** Data provided follows **

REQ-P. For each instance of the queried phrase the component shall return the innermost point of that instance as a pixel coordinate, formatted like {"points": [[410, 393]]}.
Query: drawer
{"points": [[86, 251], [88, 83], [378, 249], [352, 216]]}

** End of Data provided **
** Data provided follows **

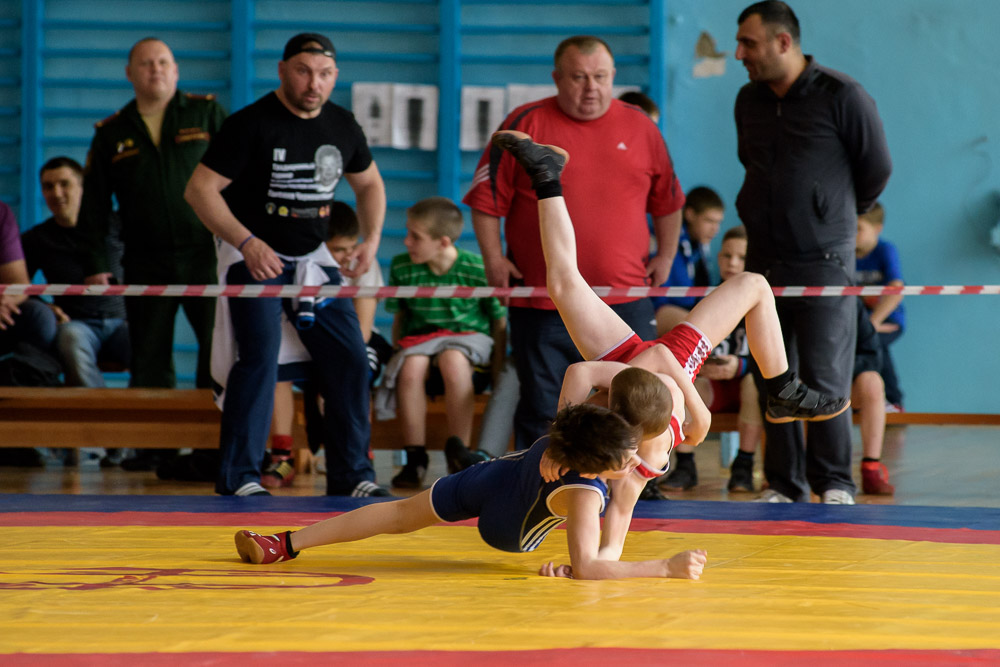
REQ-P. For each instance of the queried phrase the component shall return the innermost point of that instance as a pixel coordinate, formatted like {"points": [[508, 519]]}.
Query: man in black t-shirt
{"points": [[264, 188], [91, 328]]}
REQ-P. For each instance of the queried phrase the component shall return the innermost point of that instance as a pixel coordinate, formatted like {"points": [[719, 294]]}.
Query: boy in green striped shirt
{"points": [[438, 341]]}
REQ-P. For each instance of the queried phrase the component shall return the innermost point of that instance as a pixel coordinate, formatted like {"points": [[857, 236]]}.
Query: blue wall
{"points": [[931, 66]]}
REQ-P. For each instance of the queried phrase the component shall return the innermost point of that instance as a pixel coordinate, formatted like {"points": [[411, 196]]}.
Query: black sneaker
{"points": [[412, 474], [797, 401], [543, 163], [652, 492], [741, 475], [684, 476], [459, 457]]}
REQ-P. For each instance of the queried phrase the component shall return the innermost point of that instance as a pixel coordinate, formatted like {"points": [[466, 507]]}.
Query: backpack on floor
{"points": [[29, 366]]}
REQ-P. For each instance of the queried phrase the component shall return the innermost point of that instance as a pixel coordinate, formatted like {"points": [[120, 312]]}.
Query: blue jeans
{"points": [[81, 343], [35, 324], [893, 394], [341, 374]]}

** End of Data provided **

Going through the entries, return every line holding the word "pixel".

REQ-P. For each instance of the queried phrase the component shall return the innermost point of that instance as a pixel coordinate, formatted like {"points": [[410, 393]]}.
REQ-P. For each instance of the queried phrase the component shall return the innermost point of that instance as a pixel coordinate, formatted like {"points": [[508, 519]]}.
REQ-P. For each instance of the queried phrase the component shall return the innermost point of that instance as a pixel coordinate, formatted like {"points": [[719, 294]]}.
REQ-P. For each instance of the queried phrase the component shall return the innermost point of that instance as a pixel coordinate, formatted like {"points": [[857, 236]]}.
REQ-P. For each instance of the queried phrase the component shall return the innermost point of that instance as a pixel coordinate, formatted like {"points": [[411, 196]]}.
REQ-P. For each instance of the queried phrase the component shall return the innermost point of that instance as a pixel coordinate, formatted like {"points": [[466, 507]]}.
REQ-P. For each instance of the queried phrase the component shall return the innermost point of that instance as a pixel coordinate, formatted like {"points": [[120, 312]]}.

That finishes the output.